*EXERCISE:* Reproduce the lines below word for word, from the first line up to and including the line that contains "column 312, row 200".

*RECORDS FOR THE TASK:*
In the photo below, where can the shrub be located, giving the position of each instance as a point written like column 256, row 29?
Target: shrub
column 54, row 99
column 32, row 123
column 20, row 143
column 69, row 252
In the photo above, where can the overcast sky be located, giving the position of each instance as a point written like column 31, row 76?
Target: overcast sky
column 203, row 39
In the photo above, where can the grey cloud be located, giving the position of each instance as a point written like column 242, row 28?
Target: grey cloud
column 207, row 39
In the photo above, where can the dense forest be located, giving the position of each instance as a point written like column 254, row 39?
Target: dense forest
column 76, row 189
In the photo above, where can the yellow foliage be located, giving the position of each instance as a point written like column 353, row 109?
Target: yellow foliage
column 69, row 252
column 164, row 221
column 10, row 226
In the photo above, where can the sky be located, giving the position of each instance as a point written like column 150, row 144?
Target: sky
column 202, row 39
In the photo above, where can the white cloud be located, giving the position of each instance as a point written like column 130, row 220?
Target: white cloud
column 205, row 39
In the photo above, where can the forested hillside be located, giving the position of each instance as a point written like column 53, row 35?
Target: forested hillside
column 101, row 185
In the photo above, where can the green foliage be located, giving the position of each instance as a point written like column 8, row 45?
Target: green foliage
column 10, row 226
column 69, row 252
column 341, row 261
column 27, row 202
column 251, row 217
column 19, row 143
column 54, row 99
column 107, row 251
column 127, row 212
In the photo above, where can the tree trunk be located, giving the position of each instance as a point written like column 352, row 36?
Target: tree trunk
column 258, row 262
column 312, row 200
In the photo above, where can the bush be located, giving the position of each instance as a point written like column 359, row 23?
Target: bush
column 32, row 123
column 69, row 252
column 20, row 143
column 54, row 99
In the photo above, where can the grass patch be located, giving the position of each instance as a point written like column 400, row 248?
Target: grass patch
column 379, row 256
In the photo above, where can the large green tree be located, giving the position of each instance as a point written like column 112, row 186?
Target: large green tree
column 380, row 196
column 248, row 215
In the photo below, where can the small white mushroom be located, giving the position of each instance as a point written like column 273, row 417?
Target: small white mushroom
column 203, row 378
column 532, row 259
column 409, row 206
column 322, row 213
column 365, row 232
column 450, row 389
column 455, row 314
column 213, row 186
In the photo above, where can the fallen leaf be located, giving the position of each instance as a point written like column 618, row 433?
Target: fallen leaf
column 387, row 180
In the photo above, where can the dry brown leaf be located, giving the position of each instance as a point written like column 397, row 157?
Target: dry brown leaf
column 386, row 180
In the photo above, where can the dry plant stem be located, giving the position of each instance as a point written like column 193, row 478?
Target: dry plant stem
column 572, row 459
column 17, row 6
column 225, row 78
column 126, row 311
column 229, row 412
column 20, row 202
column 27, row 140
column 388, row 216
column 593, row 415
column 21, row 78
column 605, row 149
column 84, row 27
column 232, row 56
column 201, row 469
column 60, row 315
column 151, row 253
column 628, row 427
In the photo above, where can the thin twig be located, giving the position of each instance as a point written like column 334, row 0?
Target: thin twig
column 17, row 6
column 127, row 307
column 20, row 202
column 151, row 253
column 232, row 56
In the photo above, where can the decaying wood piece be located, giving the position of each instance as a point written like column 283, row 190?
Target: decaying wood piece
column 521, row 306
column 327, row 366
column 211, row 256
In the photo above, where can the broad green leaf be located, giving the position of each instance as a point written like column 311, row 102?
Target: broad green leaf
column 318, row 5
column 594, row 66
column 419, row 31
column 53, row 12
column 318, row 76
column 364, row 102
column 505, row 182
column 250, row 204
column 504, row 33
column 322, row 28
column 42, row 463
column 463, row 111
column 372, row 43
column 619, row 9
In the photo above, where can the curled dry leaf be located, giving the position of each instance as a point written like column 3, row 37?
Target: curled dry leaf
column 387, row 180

*SOLUTION:*
In the photo below, where can the shrub be located, giving the position of each instance as a point written like column 256, row 29?
Target: shrub
column 54, row 99
column 32, row 123
column 20, row 143
column 69, row 252
In the photo above, where can the overcast sky be located, giving the position of each instance as a point written like column 31, row 76?
Target: overcast sky
column 203, row 39
In the photo above, where can the grey cloud be located, giving the position of each instance as a point written like column 242, row 28?
Target: grey cloud
column 207, row 39
In the photo above, where can the dense forest be located, giving the position of each instance as a point written like column 254, row 39?
Target: dense forest
column 76, row 189
In the photo above, where can the yellow foliage be located, giving the position of each instance as a point written like column 353, row 109?
Target: yellow foliage
column 69, row 252
column 164, row 221
column 10, row 226
In the photo above, where can the sky be located, giving the position of each instance as a point written like column 150, row 144?
Target: sky
column 202, row 39
In the photo above, where can the white cloud be located, giving the position of each instance as a point written like column 130, row 220?
Target: white cloud
column 205, row 39
In the photo above, where can the forested hillside be located, giving the position of each instance as a point written like column 53, row 35?
Target: forested hillside
column 101, row 185
In the photo above, where can the green foliage be located, giving the position of each instance as a point written like column 8, row 45?
Target: green foliage
column 10, row 226
column 69, row 252
column 341, row 261
column 27, row 202
column 251, row 217
column 19, row 143
column 54, row 99
column 107, row 251
column 127, row 212
In the photo above, where can the tree trunk be located, giving the position of each instance as a point written like column 352, row 36?
Target: tree trunk
column 258, row 262
column 312, row 200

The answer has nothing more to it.